▸ What to produce:
Each line of the records needs to come back exactly as written.

*** Opening of Records for the exercise ***

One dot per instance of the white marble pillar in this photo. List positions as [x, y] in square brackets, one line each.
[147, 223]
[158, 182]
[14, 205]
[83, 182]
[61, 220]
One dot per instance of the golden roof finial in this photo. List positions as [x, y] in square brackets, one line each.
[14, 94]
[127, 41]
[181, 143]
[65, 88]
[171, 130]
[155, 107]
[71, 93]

*** Close of Records for the exercise ***

▸ Task result:
One dot per instance of the white marble pillar in this photo. List positions as [x, y] in square brackets, one line each.
[147, 223]
[158, 182]
[14, 205]
[83, 182]
[61, 220]
One dot per instance of the golden roof finial in this photo. List positions as [x, y] in square brackets, one line each.
[14, 94]
[127, 41]
[181, 143]
[65, 88]
[171, 130]
[155, 107]
[71, 93]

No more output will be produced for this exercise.